• SOURCE PASSAGE:
When a company acquires goodwill in a business acquisition, the company initially measures it as the excess of the consideration paid over the fair value of the net identifiable assets on the date of acquisition. A publicly traded company holding goodwill doesn’t amortize it (see ASC paragraph 350-20-25-1) but instead periodically impairment tests it (see ASC paragraph 350-20-35-1). Privately held companies holding goodwill can elect to amortize it over a period not to exceed 10 years (under ASC paragraph 350-20-35-63). Other indefinite-lived intangible assets aren’t amortized for financial statement purposes (see ASC paragraph 350-30-35-1) but rather are periodically impairment tested (see ASC paragraphs 350-30-35-15 through 350-30-35-17), regardless of the type of entity that’s holding the asset.
At the time of the acquisition, a company must recognize deferred tax assets and liabilities related to the acquired assets and liabilities and also recognize any related valuation allowance (see ASC paragraph 805-740-25-2). In addition, a deferred tax asset or liability related to any difference between the book and tax basis of indefinite-lived intangibles, other than goodwill, must be recorded at the time of acquisition—regardless of whether the assets are tax deductible or not (see ASC paragraph 805-740-25-3).

Entries from an annotation dataset
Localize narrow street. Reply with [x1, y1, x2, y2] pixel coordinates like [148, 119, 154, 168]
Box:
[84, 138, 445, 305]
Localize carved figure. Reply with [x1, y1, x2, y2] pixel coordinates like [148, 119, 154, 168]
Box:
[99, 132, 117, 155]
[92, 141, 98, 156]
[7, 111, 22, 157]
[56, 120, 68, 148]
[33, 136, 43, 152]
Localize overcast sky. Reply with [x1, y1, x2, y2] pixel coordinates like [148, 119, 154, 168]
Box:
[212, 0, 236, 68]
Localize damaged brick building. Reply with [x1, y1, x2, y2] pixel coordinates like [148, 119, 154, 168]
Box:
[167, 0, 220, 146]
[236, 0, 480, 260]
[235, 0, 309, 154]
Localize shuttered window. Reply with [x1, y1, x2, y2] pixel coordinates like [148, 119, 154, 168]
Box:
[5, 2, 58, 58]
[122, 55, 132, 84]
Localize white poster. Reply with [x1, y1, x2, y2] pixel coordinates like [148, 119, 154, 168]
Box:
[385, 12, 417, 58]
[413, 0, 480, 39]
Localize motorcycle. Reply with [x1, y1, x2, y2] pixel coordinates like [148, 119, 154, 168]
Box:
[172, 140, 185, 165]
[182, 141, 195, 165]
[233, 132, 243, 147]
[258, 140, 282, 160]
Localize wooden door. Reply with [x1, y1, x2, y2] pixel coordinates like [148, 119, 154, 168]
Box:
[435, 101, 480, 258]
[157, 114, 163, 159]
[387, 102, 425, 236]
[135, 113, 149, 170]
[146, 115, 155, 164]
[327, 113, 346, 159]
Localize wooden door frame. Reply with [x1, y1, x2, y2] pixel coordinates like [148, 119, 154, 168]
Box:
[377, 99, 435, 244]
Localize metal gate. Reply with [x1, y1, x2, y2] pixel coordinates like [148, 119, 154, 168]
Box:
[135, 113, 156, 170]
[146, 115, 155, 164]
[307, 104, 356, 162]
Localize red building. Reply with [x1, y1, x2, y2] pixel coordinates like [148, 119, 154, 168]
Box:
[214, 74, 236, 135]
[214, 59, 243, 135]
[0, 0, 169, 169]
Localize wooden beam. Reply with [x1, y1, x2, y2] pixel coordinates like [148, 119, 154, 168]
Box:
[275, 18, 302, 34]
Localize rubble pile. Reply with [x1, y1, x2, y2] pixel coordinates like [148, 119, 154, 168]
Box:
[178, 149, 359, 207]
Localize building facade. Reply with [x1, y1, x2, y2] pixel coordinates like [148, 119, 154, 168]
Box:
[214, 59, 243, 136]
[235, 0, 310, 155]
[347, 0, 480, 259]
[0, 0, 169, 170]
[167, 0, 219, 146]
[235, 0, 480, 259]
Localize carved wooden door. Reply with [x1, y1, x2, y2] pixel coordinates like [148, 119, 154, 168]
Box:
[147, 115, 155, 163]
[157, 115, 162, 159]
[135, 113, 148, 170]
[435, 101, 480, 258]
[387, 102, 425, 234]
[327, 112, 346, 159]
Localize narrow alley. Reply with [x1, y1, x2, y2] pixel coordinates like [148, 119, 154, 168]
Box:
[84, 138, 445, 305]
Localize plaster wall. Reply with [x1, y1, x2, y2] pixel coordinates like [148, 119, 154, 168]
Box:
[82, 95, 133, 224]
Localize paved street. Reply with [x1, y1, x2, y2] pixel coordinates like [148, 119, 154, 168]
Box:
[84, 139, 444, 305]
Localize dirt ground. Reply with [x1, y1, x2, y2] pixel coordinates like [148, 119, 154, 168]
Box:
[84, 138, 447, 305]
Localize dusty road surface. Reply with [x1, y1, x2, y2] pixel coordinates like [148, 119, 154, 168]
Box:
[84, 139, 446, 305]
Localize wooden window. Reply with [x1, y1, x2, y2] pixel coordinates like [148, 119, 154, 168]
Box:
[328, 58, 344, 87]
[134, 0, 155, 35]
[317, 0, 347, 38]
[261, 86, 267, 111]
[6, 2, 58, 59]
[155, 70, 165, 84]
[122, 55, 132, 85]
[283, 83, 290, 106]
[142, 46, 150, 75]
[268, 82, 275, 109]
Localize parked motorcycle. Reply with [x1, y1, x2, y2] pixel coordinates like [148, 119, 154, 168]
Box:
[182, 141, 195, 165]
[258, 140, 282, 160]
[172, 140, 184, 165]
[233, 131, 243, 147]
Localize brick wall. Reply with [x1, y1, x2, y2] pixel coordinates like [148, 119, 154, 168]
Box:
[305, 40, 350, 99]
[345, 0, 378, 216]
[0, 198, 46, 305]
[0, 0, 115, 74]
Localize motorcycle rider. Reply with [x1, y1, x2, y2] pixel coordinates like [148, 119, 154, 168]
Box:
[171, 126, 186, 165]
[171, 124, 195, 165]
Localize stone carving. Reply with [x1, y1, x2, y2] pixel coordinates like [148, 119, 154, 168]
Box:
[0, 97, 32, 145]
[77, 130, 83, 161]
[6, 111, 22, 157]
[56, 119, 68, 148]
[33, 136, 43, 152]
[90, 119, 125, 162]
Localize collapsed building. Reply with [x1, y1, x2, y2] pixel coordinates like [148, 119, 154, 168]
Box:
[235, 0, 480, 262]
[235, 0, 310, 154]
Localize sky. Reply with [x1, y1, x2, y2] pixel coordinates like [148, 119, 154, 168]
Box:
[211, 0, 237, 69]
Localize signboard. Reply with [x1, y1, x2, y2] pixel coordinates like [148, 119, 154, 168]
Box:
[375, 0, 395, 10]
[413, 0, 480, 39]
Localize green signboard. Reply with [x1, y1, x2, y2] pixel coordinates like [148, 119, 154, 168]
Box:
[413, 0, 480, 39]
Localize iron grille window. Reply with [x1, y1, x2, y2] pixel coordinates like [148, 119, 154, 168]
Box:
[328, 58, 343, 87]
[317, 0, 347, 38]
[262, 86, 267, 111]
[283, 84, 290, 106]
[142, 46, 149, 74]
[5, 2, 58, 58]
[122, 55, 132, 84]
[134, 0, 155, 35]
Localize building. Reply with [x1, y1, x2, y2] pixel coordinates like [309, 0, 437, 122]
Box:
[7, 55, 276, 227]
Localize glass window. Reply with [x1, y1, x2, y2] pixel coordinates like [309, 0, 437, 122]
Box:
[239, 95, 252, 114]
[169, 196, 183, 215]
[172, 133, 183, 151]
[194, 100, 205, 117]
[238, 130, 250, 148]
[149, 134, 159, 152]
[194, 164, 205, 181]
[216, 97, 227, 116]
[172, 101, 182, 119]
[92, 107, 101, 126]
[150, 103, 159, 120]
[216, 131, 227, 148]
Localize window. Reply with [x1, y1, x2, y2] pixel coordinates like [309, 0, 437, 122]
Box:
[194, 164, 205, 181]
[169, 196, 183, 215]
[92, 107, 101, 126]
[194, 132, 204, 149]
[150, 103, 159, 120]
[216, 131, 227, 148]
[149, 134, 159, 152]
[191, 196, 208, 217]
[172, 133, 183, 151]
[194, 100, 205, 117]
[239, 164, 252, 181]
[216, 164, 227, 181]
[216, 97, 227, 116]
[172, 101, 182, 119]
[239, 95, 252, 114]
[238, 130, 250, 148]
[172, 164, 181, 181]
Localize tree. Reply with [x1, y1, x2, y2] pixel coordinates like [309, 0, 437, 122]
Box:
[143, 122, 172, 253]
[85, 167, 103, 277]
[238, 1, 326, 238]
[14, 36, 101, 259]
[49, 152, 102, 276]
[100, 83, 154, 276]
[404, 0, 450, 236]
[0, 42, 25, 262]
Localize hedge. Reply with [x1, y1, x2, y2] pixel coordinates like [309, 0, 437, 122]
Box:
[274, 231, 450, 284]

• EXERCISE SET:
a) Answer these questions about the goodwill accounting passage:
(i) For privately held companies that elect to amortize goodwill, what is the longest period allowed?
(ii) Which ASC paragraph says a company must recognize deferred tax assets and liabilities related to acquired assets and liabilities at the time of acquisition?
(iii) How does a company initially measure goodwill acquired in a business acquisition?
b) Can you carry the passage on goodwill and intangible asset accounting forward from its last sentence?

• THE RESULTS:
a)
(i) 10 years.
(ii) ASC paragraph 805-740-25-2.
(iii) As the excess of the consideration paid over the fair value of the net identifiable assets on the date of acquisition.

b)
In general, book and tax basis shouldn’t differ in transactions in which a “step-up” basis is taken for tax purposes (taxable asset acquisitions and taxable stock acquisitions with a §338 election), because the assets would be recorded at fair value for both book and tax purposes and wouldn’t initially generate deferred tax assets or liabilities. For transactions in which the assets have carryover basis for tax purposes (nontaxable transactions and taxable stock acquisitions without a §338 election), a deferred tax liability related to any excess book over tax basis—or a deferred tax asset related to any tax over book basis—would be recorded at the time of acquisition. A company must include these deferred tax assets and liabilities in the calculation of goodwill for financial statement purposes.
A deferred tax liability would also be recorded for subsequent amortization deducted on acquired indefinite-lived intangible assets that fall under IRC §197 (that is, assets acquired in a taxable asset acquisition or a taxable stock acquisition with a §338 election). The deferred tax liability would remain on the books until the asset becomes impaired and is written down. At that time, the deferred tax liability would be decreased or removed from the books, depending on the amount of the impairment.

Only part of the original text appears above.